**Data records:**

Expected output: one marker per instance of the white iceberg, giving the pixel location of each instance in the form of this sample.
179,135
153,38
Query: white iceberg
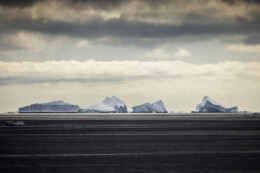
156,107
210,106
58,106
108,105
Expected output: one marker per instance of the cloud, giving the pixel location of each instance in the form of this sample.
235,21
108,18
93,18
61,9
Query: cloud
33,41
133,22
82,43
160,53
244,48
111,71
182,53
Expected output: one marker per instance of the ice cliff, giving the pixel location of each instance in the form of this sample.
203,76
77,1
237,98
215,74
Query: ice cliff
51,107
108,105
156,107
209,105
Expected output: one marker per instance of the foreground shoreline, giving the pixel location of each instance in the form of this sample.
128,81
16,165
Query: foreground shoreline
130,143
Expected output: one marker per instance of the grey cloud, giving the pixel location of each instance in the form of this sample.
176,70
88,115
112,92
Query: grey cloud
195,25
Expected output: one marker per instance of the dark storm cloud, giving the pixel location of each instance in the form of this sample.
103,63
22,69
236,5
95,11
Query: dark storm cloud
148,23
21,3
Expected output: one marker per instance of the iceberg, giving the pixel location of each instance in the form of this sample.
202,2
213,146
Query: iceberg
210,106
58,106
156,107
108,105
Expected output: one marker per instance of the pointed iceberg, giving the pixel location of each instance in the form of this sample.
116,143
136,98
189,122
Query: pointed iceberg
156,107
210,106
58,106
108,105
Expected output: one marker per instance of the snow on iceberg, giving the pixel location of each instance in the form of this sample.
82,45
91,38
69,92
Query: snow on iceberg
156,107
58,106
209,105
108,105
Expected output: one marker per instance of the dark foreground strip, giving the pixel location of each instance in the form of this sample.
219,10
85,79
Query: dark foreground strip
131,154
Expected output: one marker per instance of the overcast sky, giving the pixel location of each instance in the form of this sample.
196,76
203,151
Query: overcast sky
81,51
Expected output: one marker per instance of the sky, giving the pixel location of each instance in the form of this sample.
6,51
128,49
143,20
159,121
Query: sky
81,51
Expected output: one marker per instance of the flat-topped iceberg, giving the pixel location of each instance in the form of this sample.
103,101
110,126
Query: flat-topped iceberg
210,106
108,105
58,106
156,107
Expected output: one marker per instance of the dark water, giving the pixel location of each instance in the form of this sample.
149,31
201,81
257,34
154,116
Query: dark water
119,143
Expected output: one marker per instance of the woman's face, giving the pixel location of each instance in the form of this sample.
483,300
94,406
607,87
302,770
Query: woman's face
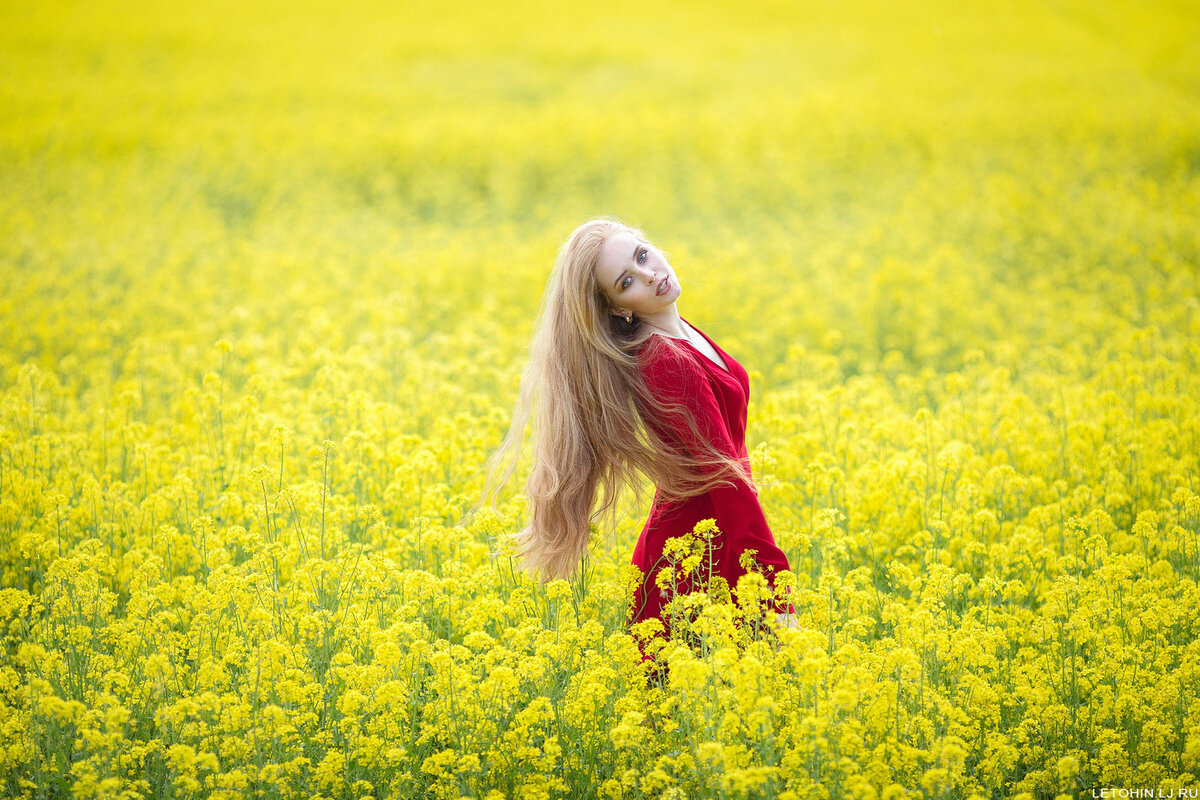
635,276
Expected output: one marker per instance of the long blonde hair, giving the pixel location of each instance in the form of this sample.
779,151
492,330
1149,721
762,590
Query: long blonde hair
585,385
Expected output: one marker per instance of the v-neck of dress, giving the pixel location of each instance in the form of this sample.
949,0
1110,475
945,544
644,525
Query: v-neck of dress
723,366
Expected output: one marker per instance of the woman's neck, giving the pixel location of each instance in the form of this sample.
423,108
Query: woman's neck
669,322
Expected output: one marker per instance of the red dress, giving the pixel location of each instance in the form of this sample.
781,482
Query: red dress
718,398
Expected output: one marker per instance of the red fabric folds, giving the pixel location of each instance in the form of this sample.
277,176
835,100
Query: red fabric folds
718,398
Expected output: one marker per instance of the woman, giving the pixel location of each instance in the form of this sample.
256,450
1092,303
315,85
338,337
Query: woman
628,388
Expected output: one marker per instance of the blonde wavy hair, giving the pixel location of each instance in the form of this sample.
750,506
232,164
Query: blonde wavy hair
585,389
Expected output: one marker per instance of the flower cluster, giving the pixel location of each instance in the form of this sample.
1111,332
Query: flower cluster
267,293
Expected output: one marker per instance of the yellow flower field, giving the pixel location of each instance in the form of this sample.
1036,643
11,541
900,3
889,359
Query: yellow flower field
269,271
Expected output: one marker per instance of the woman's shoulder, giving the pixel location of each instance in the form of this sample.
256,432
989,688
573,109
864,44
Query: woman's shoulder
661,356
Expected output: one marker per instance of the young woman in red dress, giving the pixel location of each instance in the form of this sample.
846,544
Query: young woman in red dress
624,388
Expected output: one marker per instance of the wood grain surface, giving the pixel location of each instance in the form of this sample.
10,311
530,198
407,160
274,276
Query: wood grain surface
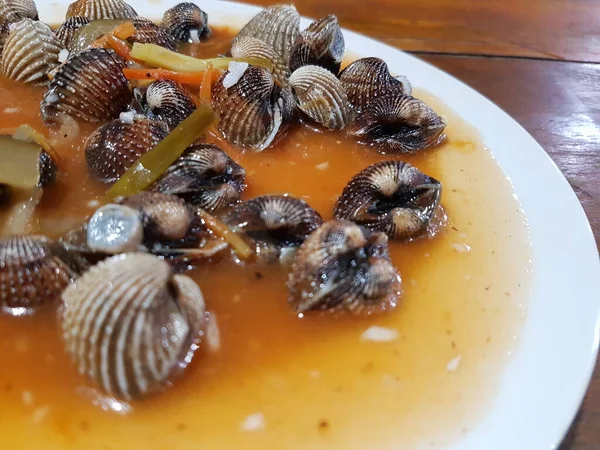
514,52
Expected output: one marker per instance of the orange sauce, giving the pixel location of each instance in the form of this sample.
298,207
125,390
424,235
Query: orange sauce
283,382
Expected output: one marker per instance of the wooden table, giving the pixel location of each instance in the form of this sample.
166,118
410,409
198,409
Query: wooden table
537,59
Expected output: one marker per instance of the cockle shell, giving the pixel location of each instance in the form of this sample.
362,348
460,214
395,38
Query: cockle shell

**What needs to be done:** Output the line containing "Expected output: one marker per instance of the woman, giving" and each line after it, through the end of the material, exactly as given. No pictures belong in the output.

**Solution to this exercise:**
Expected output: one marker per instance of the woman, giving the pixel location of each instance in the form of this sample.
256,450
1092,303
315,85
338,337
Query: woman
628,388
Expected output: one marker per instance of the blonde wavy hair, giving the pixel location of each instance in the form of this sample.
750,506
232,164
Query: blonde wavy hair
585,389
Expected output: one marker per instance of the flower cluster, giving the pixel location of each instance in the form of this sample.
1111,332
Query: flower cluster
267,293
Expected output: one marker per instance of the yellow flower field, giving the pixel location of each instance in the form of this sample.
1036,643
11,541
900,3
889,359
Query: yellow flower field
269,271
Expected output: one marker per instance of the woman's shoulder, giving the pixel location of each instance in the form of this sample.
256,432
989,688
573,109
864,44
Query: woman's shoulder
661,356
Expected output: one marker per instance of the young woman in red dress, giving the pixel location of each instance in the form of this sample.
846,544
Query: young woman in red dress
624,388
Expected output: one marker per instance of the wood grain surface, giving the pixel location of each instance in the form of this sample.
10,311
530,198
407,160
274,276
Query: wood grain surface
514,52
Expected output: one marker per instance of the orange sauce, giving the pixel location of each instance in the form of this sample.
298,207
125,390
424,235
Query: orange sauce
283,382
Expected output: one marker per instance of the wooden table, giving the pixel location of each instance in the form of this sample.
166,118
410,409
198,409
Query: wooden table
537,59
Expected output: one marker per instance of the cockle shell, giving the pixel location of each instance in the form of this sample.
362,348
460,214
395,38
Query: cockle shell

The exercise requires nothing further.